[WRITTEN EXERCISE]
Count the lines below that contain the word "support", matching case exactly, and reply with the number alone.
— Start —
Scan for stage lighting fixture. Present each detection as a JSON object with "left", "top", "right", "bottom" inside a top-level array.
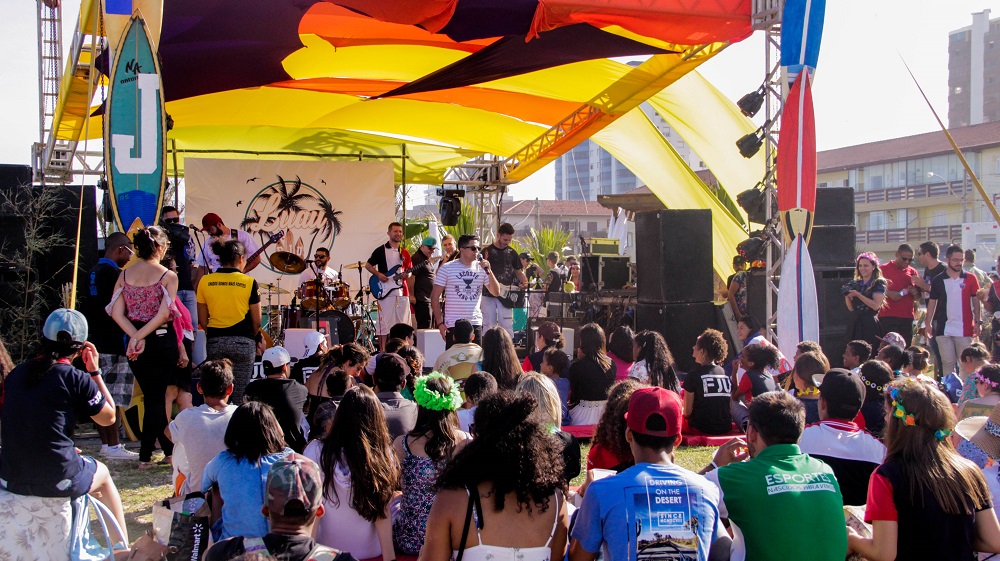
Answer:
[{"left": 736, "top": 86, "right": 764, "bottom": 118}]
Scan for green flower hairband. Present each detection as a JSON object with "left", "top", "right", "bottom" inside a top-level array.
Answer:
[{"left": 413, "top": 372, "right": 464, "bottom": 411}]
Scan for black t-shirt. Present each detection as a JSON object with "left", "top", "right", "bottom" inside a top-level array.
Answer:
[
  {"left": 410, "top": 248, "right": 434, "bottom": 302},
  {"left": 483, "top": 244, "right": 521, "bottom": 288},
  {"left": 682, "top": 364, "right": 733, "bottom": 434},
  {"left": 567, "top": 358, "right": 616, "bottom": 405},
  {"left": 0, "top": 360, "right": 105, "bottom": 497},
  {"left": 80, "top": 259, "right": 125, "bottom": 355},
  {"left": 246, "top": 378, "right": 309, "bottom": 454},
  {"left": 205, "top": 534, "right": 354, "bottom": 561}
]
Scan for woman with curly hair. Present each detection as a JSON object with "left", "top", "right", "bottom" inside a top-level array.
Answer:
[
  {"left": 392, "top": 372, "right": 471, "bottom": 555},
  {"left": 303, "top": 386, "right": 399, "bottom": 561},
  {"left": 420, "top": 391, "right": 569, "bottom": 561},
  {"left": 587, "top": 378, "right": 640, "bottom": 472},
  {"left": 847, "top": 378, "right": 1000, "bottom": 561},
  {"left": 479, "top": 326, "right": 524, "bottom": 390},
  {"left": 628, "top": 329, "right": 681, "bottom": 394},
  {"left": 844, "top": 253, "right": 889, "bottom": 348}
]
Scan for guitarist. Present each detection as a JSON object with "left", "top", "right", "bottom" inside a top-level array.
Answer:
[
  {"left": 194, "top": 212, "right": 260, "bottom": 288},
  {"left": 365, "top": 222, "right": 413, "bottom": 351},
  {"left": 482, "top": 222, "right": 528, "bottom": 337}
]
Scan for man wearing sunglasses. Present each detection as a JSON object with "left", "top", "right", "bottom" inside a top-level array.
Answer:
[
  {"left": 431, "top": 234, "right": 500, "bottom": 349},
  {"left": 878, "top": 243, "right": 920, "bottom": 347}
]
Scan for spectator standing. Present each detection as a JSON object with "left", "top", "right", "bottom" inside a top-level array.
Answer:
[
  {"left": 246, "top": 347, "right": 309, "bottom": 452},
  {"left": 392, "top": 372, "right": 470, "bottom": 555},
  {"left": 568, "top": 323, "right": 616, "bottom": 425},
  {"left": 169, "top": 358, "right": 236, "bottom": 496},
  {"left": 684, "top": 329, "right": 733, "bottom": 435},
  {"left": 880, "top": 243, "right": 920, "bottom": 348},
  {"left": 305, "top": 384, "right": 398, "bottom": 560},
  {"left": 108, "top": 226, "right": 182, "bottom": 469},
  {"left": 707, "top": 392, "right": 847, "bottom": 561},
  {"left": 198, "top": 240, "right": 260, "bottom": 405},
  {"left": 569, "top": 387, "right": 728, "bottom": 561},
  {"left": 201, "top": 401, "right": 292, "bottom": 541},
  {"left": 420, "top": 391, "right": 569, "bottom": 561},
  {"left": 799, "top": 368, "right": 885, "bottom": 506},
  {"left": 80, "top": 232, "right": 139, "bottom": 460},
  {"left": 922, "top": 245, "right": 980, "bottom": 377},
  {"left": 848, "top": 376, "right": 1000, "bottom": 561}
]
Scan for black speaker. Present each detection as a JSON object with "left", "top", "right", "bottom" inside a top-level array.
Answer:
[
  {"left": 635, "top": 210, "right": 714, "bottom": 303},
  {"left": 580, "top": 255, "right": 631, "bottom": 292},
  {"left": 813, "top": 187, "right": 854, "bottom": 226},
  {"left": 635, "top": 302, "right": 732, "bottom": 372},
  {"left": 809, "top": 226, "right": 857, "bottom": 269}
]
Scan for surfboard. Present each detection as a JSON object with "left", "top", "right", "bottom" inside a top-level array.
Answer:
[
  {"left": 777, "top": 235, "right": 819, "bottom": 356},
  {"left": 104, "top": 11, "right": 167, "bottom": 232}
]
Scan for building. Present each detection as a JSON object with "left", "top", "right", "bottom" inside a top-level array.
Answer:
[
  {"left": 556, "top": 103, "right": 705, "bottom": 201},
  {"left": 948, "top": 9, "right": 1000, "bottom": 128},
  {"left": 817, "top": 122, "right": 1000, "bottom": 259}
]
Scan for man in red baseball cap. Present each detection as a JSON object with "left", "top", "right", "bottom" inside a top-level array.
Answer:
[{"left": 569, "top": 387, "right": 729, "bottom": 561}]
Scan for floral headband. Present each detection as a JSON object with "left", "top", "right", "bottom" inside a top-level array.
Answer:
[
  {"left": 854, "top": 251, "right": 879, "bottom": 269},
  {"left": 889, "top": 382, "right": 951, "bottom": 441},
  {"left": 413, "top": 372, "right": 463, "bottom": 411}
]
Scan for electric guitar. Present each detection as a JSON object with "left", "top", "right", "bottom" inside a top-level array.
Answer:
[
  {"left": 247, "top": 230, "right": 285, "bottom": 272},
  {"left": 368, "top": 257, "right": 432, "bottom": 300}
]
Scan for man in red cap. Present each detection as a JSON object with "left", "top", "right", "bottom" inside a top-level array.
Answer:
[
  {"left": 569, "top": 387, "right": 729, "bottom": 561},
  {"left": 195, "top": 212, "right": 260, "bottom": 288}
]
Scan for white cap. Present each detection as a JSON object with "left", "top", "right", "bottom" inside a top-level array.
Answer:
[
  {"left": 260, "top": 347, "right": 292, "bottom": 368},
  {"left": 302, "top": 331, "right": 326, "bottom": 358}
]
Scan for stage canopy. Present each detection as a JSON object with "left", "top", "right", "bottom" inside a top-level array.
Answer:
[{"left": 56, "top": 0, "right": 764, "bottom": 276}]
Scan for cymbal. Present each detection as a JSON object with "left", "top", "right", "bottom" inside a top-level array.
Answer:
[
  {"left": 260, "top": 284, "right": 291, "bottom": 294},
  {"left": 267, "top": 251, "right": 306, "bottom": 275}
]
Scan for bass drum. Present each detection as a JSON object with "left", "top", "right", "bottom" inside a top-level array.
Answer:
[{"left": 298, "top": 310, "right": 357, "bottom": 345}]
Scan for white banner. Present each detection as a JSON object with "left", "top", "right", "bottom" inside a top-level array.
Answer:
[{"left": 184, "top": 158, "right": 395, "bottom": 304}]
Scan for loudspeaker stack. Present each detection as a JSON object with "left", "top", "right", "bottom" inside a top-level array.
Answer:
[{"left": 635, "top": 210, "right": 728, "bottom": 371}]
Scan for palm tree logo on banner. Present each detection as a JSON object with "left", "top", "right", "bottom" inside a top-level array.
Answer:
[{"left": 240, "top": 175, "right": 341, "bottom": 272}]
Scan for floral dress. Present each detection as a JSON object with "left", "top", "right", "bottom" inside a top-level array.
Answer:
[{"left": 392, "top": 435, "right": 441, "bottom": 555}]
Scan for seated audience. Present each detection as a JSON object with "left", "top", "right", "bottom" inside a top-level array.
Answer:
[
  {"left": 958, "top": 364, "right": 1000, "bottom": 420},
  {"left": 244, "top": 347, "right": 309, "bottom": 452},
  {"left": 858, "top": 360, "right": 893, "bottom": 440},
  {"left": 958, "top": 344, "right": 1000, "bottom": 407},
  {"left": 479, "top": 326, "right": 524, "bottom": 390},
  {"left": 0, "top": 308, "right": 129, "bottom": 544},
  {"left": 569, "top": 387, "right": 728, "bottom": 561},
  {"left": 205, "top": 454, "right": 354, "bottom": 561},
  {"left": 305, "top": 384, "right": 398, "bottom": 559},
  {"left": 201, "top": 401, "right": 292, "bottom": 540},
  {"left": 789, "top": 352, "right": 828, "bottom": 425},
  {"left": 539, "top": 347, "right": 573, "bottom": 425},
  {"left": 420, "top": 391, "right": 569, "bottom": 561},
  {"left": 169, "top": 358, "right": 236, "bottom": 496},
  {"left": 847, "top": 378, "right": 1000, "bottom": 561},
  {"left": 517, "top": 372, "right": 580, "bottom": 485},
  {"left": 375, "top": 353, "right": 417, "bottom": 442},
  {"left": 458, "top": 372, "right": 497, "bottom": 432},
  {"left": 587, "top": 377, "right": 640, "bottom": 472},
  {"left": 706, "top": 391, "right": 847, "bottom": 561},
  {"left": 843, "top": 339, "right": 872, "bottom": 374},
  {"left": 628, "top": 329, "right": 681, "bottom": 394},
  {"left": 521, "top": 321, "right": 566, "bottom": 372},
  {"left": 568, "top": 323, "right": 616, "bottom": 425},
  {"left": 799, "top": 368, "right": 885, "bottom": 506},
  {"left": 392, "top": 372, "right": 470, "bottom": 555},
  {"left": 608, "top": 325, "right": 636, "bottom": 382},
  {"left": 434, "top": 318, "right": 483, "bottom": 385},
  {"left": 684, "top": 329, "right": 733, "bottom": 435}
]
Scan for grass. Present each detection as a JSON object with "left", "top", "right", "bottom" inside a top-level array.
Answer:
[{"left": 76, "top": 426, "right": 715, "bottom": 541}]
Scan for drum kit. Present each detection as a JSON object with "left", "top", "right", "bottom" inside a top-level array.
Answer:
[{"left": 260, "top": 251, "right": 377, "bottom": 352}]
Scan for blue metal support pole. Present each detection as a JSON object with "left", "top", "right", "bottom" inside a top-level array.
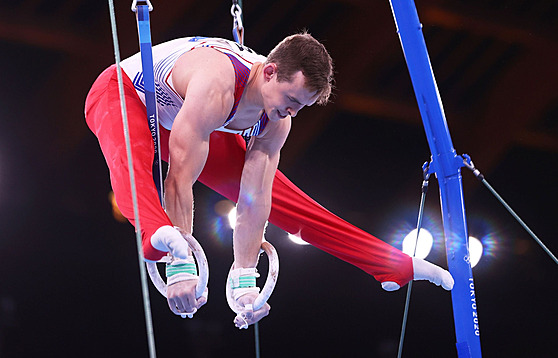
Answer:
[{"left": 390, "top": 0, "right": 481, "bottom": 358}]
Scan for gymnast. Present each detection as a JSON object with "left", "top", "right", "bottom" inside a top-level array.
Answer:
[{"left": 85, "top": 33, "right": 454, "bottom": 327}]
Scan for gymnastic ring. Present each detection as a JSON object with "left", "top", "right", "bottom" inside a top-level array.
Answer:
[
  {"left": 225, "top": 241, "right": 279, "bottom": 314},
  {"left": 145, "top": 232, "right": 209, "bottom": 299}
]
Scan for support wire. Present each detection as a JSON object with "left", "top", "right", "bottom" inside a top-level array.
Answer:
[
  {"left": 108, "top": 0, "right": 156, "bottom": 358},
  {"left": 397, "top": 163, "right": 430, "bottom": 358},
  {"left": 463, "top": 154, "right": 558, "bottom": 264}
]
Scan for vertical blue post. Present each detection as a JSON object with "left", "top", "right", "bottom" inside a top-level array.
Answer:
[{"left": 390, "top": 0, "right": 481, "bottom": 358}]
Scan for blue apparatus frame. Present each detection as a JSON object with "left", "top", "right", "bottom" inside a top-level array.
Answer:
[{"left": 390, "top": 0, "right": 481, "bottom": 358}]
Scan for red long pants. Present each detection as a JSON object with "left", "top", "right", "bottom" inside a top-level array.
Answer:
[{"left": 85, "top": 65, "right": 413, "bottom": 286}]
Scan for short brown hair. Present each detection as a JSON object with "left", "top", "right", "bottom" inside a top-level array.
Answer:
[{"left": 266, "top": 31, "right": 333, "bottom": 104}]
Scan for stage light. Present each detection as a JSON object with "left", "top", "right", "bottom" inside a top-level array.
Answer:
[
  {"left": 227, "top": 206, "right": 236, "bottom": 229},
  {"left": 469, "top": 236, "right": 483, "bottom": 268},
  {"left": 402, "top": 229, "right": 434, "bottom": 259},
  {"left": 289, "top": 234, "right": 310, "bottom": 245}
]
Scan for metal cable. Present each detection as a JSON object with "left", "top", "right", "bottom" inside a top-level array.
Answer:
[
  {"left": 108, "top": 0, "right": 156, "bottom": 358},
  {"left": 463, "top": 154, "right": 558, "bottom": 264},
  {"left": 397, "top": 163, "right": 430, "bottom": 358}
]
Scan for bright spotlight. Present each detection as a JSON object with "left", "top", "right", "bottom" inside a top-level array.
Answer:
[
  {"left": 289, "top": 234, "right": 310, "bottom": 245},
  {"left": 403, "top": 229, "right": 434, "bottom": 259},
  {"left": 469, "top": 236, "right": 483, "bottom": 268},
  {"left": 227, "top": 206, "right": 236, "bottom": 229}
]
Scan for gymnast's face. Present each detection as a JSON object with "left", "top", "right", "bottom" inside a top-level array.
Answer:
[{"left": 262, "top": 63, "right": 318, "bottom": 121}]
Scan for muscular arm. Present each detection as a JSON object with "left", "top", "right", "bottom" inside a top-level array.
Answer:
[
  {"left": 233, "top": 118, "right": 290, "bottom": 268},
  {"left": 165, "top": 49, "right": 234, "bottom": 233}
]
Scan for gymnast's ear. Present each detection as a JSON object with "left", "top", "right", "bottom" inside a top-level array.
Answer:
[{"left": 262, "top": 63, "right": 277, "bottom": 81}]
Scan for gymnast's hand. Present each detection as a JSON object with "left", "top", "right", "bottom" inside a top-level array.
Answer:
[
  {"left": 234, "top": 292, "right": 271, "bottom": 329},
  {"left": 167, "top": 279, "right": 207, "bottom": 318}
]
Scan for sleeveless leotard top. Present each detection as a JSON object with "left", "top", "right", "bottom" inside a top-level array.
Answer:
[{"left": 122, "top": 37, "right": 269, "bottom": 137}]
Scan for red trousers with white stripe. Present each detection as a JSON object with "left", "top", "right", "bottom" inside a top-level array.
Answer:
[{"left": 85, "top": 66, "right": 413, "bottom": 286}]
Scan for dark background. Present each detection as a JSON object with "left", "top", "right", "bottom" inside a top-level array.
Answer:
[{"left": 0, "top": 0, "right": 558, "bottom": 357}]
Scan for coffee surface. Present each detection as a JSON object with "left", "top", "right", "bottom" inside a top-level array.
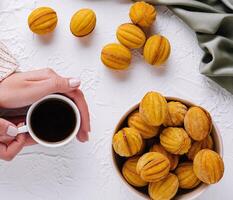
— End —
[EXERCISE RESULT]
2